**Textauszug:**
Gerade im Seegebiet vor Lampedusa werden Menschen in Booten hin- und
hergeschoben, keiner will sie haben. Am Ende sind dann zum Beispiel von
79, die losgefahren sind, gerade noch fünf am Leben, die anderen sind
unterwegs verdurstet, unter den Augen europäischer Beamter. Aber bisher
hat das nicht zu dem großen Aufschrei geführt, den ich für angemessen
halten würde.
Bis Anfang der 90er-Jahre gab es gar keine
Visabestimmungen, keine Probleme, keine Einschränkungen für die
Überfahrt übers Mittelmeer. Da konnte jedes Boot hin- und herfahren, wie
es wollte. Warum Europa gerade in den vergangenen Jahren versucht, sich
als Wohlstandsfestung abzuschotten, ist ganz schwer nachzuvollziehen.
Die Entscheidung dazu ist von keinem Parlament getroffen worden, das hat
sich so entwickelt.

tagesschau.de: Was könnte Europa denn statt der bisherigen Maßnahmen tun?

**Aufgabenblock:**
A. Bis wann gab es laut dem Auszug über Bootsflüchtlinge im Mittelmeer keine Visabestimmungen für die Überfahrt?
B. Setzen Sie den Interviewauszug über Bootsflüchtlinge im Mittelmeer nach seinem letzten Satz fort.
Für die Arbeit mit dem Textauszug haben die Zeilen keinerlei Bedeutung.

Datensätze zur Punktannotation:
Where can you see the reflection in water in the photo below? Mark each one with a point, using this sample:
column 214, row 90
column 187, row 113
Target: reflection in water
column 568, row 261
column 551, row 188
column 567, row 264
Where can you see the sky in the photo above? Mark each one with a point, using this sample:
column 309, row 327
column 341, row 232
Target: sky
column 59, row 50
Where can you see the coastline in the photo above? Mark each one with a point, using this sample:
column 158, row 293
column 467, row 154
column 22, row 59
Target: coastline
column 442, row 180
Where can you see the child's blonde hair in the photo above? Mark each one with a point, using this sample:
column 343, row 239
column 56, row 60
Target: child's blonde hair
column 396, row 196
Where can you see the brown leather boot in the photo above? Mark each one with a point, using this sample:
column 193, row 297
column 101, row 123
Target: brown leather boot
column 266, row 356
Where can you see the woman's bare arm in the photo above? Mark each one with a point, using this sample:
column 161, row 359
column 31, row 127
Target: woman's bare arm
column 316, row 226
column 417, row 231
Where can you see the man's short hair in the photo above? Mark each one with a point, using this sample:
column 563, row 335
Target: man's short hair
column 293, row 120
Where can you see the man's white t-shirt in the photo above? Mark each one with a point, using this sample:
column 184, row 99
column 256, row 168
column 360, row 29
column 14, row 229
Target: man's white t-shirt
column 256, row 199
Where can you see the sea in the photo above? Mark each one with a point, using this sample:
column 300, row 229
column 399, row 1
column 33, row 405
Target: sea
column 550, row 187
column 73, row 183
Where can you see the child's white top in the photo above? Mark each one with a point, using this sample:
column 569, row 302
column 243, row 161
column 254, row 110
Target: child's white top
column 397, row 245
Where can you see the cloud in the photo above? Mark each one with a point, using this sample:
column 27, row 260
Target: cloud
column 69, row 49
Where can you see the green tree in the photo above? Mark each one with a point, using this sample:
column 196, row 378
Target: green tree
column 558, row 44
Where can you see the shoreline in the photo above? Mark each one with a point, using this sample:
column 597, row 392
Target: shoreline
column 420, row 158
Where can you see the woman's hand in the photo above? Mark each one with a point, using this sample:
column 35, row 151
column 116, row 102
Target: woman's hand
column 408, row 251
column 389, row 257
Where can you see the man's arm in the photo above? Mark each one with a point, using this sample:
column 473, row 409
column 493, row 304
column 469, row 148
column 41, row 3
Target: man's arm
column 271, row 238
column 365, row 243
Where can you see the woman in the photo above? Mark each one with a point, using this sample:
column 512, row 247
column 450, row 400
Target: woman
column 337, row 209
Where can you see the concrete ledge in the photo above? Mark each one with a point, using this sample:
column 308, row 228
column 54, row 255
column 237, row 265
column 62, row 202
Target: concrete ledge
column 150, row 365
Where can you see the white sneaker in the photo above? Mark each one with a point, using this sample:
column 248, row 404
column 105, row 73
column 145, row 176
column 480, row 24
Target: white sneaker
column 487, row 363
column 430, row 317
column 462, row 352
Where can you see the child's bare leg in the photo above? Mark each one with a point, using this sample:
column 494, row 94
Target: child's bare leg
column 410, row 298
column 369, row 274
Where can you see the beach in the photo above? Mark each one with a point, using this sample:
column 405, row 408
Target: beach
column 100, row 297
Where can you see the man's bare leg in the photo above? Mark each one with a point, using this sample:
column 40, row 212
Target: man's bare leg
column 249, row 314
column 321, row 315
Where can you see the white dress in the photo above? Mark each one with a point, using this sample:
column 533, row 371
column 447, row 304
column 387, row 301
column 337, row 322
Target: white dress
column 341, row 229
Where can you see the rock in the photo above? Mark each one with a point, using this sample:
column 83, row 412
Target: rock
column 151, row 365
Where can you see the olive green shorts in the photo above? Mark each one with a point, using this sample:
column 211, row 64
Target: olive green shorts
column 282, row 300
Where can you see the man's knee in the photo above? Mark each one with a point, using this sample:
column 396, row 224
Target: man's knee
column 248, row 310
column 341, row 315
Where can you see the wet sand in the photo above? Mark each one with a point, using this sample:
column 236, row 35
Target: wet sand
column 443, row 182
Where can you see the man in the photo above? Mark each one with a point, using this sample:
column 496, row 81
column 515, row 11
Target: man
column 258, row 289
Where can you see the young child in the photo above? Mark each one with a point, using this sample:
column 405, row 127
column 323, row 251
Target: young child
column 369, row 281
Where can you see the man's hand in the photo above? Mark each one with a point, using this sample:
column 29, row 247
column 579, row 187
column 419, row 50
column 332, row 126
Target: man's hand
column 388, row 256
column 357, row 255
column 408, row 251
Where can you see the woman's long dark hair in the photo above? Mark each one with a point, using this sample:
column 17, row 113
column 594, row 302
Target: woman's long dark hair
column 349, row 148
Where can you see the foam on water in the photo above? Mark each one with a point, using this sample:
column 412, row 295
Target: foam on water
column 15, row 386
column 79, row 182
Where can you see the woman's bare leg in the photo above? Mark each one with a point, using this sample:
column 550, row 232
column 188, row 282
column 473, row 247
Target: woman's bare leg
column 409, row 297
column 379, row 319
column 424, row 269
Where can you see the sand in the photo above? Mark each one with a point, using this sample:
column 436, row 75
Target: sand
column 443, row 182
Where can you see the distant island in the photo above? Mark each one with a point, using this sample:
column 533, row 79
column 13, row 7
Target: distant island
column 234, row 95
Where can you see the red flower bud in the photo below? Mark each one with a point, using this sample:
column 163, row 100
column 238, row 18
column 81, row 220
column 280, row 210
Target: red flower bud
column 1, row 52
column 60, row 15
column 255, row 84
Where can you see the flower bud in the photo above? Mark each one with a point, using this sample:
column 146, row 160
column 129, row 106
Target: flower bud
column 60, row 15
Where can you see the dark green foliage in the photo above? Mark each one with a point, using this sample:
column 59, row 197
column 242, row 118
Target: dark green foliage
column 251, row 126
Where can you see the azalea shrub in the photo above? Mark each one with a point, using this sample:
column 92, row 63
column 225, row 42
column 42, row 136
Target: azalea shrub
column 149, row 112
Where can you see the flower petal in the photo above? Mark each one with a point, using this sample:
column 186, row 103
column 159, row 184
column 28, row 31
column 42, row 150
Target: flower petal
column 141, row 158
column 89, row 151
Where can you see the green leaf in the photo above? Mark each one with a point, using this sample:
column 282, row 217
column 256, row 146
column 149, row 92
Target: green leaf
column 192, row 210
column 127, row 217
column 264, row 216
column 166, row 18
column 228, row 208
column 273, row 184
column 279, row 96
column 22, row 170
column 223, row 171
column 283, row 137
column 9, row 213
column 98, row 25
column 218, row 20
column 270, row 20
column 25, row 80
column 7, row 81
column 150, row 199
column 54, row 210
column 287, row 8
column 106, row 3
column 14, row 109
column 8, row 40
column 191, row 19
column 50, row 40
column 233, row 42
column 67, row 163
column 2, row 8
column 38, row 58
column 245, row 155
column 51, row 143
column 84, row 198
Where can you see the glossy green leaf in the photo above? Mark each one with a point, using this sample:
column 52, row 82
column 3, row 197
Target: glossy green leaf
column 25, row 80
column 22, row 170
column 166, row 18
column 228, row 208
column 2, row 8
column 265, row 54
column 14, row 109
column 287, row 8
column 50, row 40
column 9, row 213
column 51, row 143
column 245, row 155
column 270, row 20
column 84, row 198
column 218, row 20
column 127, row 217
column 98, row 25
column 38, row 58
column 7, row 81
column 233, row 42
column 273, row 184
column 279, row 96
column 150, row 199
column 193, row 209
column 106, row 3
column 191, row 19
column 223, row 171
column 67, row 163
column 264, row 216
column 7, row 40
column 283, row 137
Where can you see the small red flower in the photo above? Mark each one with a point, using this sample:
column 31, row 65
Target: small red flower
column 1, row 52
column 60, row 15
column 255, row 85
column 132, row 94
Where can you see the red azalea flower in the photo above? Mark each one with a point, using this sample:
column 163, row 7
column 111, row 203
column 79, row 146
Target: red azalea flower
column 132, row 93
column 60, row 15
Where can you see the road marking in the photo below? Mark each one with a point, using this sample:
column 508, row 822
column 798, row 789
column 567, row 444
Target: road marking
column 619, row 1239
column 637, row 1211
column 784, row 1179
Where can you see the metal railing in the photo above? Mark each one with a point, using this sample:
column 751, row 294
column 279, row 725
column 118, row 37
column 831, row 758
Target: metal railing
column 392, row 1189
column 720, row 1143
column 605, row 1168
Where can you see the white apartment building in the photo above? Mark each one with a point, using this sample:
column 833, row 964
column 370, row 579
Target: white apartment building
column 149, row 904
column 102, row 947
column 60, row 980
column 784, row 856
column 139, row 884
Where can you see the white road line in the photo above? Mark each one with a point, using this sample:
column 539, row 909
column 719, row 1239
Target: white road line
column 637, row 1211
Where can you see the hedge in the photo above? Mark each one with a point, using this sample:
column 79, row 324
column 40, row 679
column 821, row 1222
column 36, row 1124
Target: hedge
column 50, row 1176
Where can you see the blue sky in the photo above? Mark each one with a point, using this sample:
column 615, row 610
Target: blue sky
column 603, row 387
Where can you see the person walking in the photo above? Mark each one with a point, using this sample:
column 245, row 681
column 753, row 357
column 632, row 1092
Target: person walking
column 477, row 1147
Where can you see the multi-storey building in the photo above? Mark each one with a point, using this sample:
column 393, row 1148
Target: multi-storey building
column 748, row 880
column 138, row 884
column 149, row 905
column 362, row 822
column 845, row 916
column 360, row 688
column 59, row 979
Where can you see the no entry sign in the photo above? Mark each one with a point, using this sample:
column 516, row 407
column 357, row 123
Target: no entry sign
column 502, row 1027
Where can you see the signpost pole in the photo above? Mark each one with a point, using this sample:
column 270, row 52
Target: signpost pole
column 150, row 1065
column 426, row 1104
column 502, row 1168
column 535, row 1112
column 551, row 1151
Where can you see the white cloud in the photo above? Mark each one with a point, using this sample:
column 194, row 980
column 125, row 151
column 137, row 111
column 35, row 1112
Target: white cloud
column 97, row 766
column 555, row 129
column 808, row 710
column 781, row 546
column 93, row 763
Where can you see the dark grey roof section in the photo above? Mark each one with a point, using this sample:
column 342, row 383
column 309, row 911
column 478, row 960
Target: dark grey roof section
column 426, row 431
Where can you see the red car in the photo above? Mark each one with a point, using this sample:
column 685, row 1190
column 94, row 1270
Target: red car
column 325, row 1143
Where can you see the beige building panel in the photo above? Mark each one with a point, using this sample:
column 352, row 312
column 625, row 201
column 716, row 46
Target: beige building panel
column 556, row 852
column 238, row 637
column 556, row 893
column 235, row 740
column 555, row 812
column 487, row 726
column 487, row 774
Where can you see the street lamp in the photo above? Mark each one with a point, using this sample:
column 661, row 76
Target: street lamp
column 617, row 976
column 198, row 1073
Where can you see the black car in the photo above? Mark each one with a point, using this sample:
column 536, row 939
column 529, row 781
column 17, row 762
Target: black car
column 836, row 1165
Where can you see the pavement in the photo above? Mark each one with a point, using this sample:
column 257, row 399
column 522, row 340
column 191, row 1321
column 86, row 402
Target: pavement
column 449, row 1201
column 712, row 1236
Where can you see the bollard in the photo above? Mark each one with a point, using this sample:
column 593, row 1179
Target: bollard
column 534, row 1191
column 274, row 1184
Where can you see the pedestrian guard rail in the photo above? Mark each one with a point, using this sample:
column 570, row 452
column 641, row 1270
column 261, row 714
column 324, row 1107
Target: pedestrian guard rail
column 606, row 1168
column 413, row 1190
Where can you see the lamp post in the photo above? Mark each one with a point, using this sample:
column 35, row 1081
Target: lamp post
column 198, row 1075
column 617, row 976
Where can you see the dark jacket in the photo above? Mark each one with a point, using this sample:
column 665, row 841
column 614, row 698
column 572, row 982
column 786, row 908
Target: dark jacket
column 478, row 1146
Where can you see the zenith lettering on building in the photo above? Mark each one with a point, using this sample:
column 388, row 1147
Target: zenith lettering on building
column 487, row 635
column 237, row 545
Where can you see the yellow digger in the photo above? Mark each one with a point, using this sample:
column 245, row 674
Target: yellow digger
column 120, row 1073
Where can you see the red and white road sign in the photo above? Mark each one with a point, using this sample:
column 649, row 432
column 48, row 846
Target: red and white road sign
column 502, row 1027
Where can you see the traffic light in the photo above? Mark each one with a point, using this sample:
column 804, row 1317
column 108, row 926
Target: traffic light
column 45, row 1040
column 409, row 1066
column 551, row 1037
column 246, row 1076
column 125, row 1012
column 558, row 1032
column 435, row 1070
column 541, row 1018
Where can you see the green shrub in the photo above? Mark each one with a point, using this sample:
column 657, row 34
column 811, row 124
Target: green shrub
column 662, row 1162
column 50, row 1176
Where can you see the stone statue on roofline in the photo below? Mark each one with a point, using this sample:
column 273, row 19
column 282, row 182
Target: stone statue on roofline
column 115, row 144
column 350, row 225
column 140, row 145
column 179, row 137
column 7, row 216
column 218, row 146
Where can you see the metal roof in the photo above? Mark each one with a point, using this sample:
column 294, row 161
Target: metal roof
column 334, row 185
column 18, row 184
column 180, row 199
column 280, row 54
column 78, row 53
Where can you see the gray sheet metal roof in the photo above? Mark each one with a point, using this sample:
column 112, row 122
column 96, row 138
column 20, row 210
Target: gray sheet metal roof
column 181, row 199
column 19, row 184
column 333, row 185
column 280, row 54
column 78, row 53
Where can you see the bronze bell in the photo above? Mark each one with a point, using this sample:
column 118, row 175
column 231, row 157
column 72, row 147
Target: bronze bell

**Lösungen:**
A. Bis Anfang der 90er-Jahre.

B.
Bierdel: Wir brauchen in Europa Zuwanderung und wir werden sicherlich in kurzer Zeit
dazu kommen - in der Wirtschaft gibt es bereits entsprechende Signale
-, eine solche auch zu erlauben. Viele Spezialisten sagen, warum sehen
wir diese Migrantionsbewegungen nicht als Chance? Als Chance, unsere
Bevölkerung zu verjüngen, als Chance, Menschen zu haben, die bereit
sind, sich einzusetzen und die möglicherweise hier auch gebraucht
werden.

"Flüchtlinge müssen über die EU verteilt werden"

Dringend erforderlich ist, dass Europa einen gemeinsamen
Mechanismus findet, mit diesen Menschen umzugehen und ihre Anliegen zu
prüfen. Zum Beispiel, indem man sie über die europäischen
Mitgliedsländer verteilt und dort entscheidet, wer hat Anrecht auf Asyl,
wen wollen wir als Migranten hier zulassen. So lange es diese
innereuropäische Solidarität nicht gibt, werden sich immer wieder an den
Außengrenzen die Verhältnisse so dramatisch zuspitzen.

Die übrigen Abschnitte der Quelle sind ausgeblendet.